> Exercise goal
Return each line of the rows below that contains the word "logo". Matches are case-sensitive.

> Exercise input
----

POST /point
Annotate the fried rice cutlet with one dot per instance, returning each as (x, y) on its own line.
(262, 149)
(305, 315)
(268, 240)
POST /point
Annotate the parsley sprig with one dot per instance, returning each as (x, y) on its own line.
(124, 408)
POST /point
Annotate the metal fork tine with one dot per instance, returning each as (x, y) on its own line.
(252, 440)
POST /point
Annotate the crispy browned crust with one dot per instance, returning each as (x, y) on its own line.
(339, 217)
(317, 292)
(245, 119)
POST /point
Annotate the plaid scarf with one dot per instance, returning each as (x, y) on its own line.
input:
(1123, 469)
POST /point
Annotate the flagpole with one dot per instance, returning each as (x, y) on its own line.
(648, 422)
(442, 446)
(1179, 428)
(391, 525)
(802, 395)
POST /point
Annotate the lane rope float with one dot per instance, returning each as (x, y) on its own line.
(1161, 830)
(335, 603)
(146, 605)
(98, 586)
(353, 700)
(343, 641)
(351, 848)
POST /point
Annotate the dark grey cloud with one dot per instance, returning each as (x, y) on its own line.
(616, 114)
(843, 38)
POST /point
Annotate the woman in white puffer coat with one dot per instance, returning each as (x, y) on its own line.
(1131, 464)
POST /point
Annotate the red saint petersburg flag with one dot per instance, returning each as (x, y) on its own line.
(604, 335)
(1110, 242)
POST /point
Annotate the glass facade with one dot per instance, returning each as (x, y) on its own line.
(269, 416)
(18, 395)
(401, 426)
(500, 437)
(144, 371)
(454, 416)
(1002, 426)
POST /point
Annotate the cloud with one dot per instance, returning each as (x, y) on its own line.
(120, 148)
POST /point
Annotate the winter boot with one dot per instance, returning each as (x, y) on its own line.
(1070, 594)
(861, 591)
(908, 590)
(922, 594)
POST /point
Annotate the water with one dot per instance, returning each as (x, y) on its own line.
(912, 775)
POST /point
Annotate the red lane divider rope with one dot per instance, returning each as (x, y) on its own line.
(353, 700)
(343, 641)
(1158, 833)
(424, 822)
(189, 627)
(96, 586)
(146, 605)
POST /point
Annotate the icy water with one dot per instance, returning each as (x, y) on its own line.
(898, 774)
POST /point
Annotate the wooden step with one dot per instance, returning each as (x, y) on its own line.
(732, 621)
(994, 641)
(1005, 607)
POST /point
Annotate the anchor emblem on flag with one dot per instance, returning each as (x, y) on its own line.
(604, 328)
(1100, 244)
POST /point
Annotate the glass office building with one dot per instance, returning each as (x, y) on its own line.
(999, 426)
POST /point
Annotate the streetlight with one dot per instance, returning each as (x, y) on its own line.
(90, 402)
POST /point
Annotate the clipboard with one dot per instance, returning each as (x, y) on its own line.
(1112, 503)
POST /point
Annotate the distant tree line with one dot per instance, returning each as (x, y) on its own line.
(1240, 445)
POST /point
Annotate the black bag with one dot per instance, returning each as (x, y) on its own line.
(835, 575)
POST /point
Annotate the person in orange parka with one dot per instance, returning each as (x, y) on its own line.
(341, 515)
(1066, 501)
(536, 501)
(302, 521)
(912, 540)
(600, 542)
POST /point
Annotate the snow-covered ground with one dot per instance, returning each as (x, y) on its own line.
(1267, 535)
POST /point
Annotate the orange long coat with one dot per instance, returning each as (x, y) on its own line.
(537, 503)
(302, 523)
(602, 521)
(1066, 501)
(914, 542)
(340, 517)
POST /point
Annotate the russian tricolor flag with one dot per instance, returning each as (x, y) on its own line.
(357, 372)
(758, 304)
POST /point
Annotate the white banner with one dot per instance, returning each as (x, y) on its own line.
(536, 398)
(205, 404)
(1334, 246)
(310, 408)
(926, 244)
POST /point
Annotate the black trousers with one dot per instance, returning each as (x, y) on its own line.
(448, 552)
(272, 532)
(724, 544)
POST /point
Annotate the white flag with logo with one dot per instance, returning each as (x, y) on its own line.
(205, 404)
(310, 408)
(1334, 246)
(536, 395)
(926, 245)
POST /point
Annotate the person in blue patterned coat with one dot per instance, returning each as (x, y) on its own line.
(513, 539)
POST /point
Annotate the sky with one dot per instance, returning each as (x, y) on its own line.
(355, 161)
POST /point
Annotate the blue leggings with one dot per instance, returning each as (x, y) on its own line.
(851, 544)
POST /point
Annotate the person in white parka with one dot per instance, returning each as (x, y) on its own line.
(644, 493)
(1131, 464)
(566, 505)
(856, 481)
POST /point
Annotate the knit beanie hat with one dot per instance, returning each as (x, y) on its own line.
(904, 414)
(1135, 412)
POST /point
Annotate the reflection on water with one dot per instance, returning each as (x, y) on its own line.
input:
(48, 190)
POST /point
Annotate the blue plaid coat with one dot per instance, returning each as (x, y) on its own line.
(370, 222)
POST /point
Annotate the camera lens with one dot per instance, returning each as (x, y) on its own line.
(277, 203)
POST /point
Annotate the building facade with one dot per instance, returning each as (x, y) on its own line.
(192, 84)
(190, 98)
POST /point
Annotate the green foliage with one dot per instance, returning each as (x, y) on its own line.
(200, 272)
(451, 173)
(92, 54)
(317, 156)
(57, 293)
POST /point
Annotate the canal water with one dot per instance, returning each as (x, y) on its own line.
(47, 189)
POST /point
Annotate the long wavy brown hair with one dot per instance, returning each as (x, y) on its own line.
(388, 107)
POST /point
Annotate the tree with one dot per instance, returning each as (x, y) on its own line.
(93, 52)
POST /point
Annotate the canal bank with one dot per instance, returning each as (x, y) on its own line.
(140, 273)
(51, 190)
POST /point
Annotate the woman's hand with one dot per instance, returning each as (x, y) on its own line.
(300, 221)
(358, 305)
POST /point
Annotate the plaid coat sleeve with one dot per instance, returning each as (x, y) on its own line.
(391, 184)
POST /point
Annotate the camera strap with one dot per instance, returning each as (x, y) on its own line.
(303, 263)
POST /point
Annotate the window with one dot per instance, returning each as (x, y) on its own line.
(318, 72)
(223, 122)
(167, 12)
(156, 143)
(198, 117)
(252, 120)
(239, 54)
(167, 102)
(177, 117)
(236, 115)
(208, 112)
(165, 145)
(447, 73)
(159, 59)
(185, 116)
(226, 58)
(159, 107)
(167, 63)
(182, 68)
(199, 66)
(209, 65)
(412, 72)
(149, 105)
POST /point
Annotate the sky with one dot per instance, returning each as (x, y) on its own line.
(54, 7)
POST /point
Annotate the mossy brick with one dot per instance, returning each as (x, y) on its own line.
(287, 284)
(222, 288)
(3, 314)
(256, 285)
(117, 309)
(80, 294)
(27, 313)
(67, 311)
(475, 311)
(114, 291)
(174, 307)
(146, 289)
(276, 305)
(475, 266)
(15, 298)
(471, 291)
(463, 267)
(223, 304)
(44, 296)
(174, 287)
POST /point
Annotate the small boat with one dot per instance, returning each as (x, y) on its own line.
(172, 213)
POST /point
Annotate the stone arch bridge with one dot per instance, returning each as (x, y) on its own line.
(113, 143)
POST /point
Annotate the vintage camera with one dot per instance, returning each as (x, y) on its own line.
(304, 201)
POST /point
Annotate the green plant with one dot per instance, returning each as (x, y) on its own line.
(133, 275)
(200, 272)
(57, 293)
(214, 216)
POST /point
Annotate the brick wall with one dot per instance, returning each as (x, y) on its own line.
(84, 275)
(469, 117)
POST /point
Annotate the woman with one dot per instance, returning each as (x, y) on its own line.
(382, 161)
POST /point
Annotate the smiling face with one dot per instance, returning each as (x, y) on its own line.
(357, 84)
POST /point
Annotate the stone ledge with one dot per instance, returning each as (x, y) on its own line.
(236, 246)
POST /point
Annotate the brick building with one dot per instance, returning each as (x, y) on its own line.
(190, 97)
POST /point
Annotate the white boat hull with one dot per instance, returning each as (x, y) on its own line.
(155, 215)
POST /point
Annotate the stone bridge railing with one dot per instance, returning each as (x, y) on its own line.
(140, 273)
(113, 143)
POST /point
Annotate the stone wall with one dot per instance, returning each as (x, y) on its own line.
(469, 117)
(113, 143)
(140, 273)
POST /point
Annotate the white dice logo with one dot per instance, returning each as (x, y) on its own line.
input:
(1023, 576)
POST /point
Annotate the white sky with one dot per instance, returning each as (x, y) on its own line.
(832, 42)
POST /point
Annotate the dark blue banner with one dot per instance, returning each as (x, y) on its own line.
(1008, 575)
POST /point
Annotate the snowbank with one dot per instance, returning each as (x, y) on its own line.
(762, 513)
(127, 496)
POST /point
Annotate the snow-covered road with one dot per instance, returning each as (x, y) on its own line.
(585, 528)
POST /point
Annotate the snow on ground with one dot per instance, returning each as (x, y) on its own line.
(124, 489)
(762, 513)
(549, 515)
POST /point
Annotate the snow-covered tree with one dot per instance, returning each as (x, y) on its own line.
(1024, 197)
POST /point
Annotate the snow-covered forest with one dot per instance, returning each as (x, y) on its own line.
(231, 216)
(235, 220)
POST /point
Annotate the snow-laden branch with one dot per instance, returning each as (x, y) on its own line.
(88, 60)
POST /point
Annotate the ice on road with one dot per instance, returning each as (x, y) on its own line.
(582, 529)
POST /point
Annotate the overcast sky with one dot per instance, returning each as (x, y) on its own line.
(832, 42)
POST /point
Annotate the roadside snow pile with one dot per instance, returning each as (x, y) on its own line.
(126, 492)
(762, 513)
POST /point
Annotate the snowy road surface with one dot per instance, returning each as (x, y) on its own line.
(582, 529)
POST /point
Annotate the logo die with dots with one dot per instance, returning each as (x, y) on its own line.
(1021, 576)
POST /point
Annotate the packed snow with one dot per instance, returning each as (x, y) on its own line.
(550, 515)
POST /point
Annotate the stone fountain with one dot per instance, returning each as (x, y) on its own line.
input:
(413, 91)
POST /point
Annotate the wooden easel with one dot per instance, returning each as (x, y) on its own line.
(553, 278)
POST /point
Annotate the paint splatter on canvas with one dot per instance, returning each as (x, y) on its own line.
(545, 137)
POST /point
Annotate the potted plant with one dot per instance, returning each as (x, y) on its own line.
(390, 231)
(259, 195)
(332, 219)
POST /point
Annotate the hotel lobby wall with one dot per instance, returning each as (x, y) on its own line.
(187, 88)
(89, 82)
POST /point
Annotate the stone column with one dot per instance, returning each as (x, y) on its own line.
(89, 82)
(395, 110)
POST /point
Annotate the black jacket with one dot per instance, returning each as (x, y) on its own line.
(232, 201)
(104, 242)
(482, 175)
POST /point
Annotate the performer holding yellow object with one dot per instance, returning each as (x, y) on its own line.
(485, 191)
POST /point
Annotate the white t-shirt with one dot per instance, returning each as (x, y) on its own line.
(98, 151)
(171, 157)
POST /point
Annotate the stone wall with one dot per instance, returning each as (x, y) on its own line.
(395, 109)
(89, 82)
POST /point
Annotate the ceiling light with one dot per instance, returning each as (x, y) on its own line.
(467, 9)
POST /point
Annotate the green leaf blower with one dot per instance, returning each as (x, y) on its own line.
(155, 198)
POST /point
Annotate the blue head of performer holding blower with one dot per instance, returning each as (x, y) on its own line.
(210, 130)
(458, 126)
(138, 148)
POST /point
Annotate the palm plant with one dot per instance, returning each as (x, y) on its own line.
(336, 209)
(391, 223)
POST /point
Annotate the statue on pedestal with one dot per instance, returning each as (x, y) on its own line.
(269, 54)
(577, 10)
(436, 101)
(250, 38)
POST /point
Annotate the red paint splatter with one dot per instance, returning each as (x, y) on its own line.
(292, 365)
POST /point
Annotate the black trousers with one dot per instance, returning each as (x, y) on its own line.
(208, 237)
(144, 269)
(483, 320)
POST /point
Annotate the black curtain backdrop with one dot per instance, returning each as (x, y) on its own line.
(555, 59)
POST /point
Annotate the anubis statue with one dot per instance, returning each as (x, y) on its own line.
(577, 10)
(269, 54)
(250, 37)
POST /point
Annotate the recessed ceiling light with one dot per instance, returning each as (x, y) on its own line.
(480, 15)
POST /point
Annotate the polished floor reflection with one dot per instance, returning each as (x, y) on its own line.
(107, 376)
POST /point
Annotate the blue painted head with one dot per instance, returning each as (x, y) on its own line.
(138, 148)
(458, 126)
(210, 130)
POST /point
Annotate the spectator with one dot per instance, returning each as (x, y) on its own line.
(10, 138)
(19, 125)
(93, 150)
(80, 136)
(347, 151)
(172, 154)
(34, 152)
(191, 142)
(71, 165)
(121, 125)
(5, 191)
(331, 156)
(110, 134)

----

> Answer
Annotate the white flag with logo with one dot per instance, returning each as (x, y) on its own line.
Annotate the white dice logo with one dot per instance, returning each as (x, y) on its own line.
Annotate the logo die with dots with one dot per instance, returning each as (x, y) on its own line.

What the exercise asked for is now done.